- _Task objective_
Copy the data word for word, keeping every line.

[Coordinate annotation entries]
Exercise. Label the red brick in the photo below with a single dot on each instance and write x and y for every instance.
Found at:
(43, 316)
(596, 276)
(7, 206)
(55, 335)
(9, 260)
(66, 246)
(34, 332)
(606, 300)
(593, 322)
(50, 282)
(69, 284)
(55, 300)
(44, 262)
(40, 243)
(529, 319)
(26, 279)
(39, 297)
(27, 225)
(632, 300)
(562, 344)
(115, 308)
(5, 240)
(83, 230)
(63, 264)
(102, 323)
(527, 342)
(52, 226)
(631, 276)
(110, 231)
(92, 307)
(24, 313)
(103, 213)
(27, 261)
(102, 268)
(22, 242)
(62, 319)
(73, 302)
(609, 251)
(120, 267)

- _Result of this exercise_
Exercise. Label the red brick in the photo below with a single dot on each instance and write x and y for every instance.
Found at:
(43, 316)
(596, 276)
(7, 206)
(55, 335)
(9, 260)
(66, 246)
(34, 332)
(606, 300)
(593, 322)
(50, 282)
(69, 284)
(55, 300)
(44, 262)
(40, 243)
(529, 319)
(26, 279)
(39, 297)
(27, 225)
(632, 300)
(562, 344)
(115, 308)
(5, 240)
(83, 230)
(63, 264)
(102, 323)
(527, 342)
(52, 226)
(631, 276)
(110, 231)
(92, 307)
(24, 313)
(103, 213)
(27, 261)
(102, 268)
(22, 242)
(62, 319)
(73, 302)
(609, 251)
(120, 267)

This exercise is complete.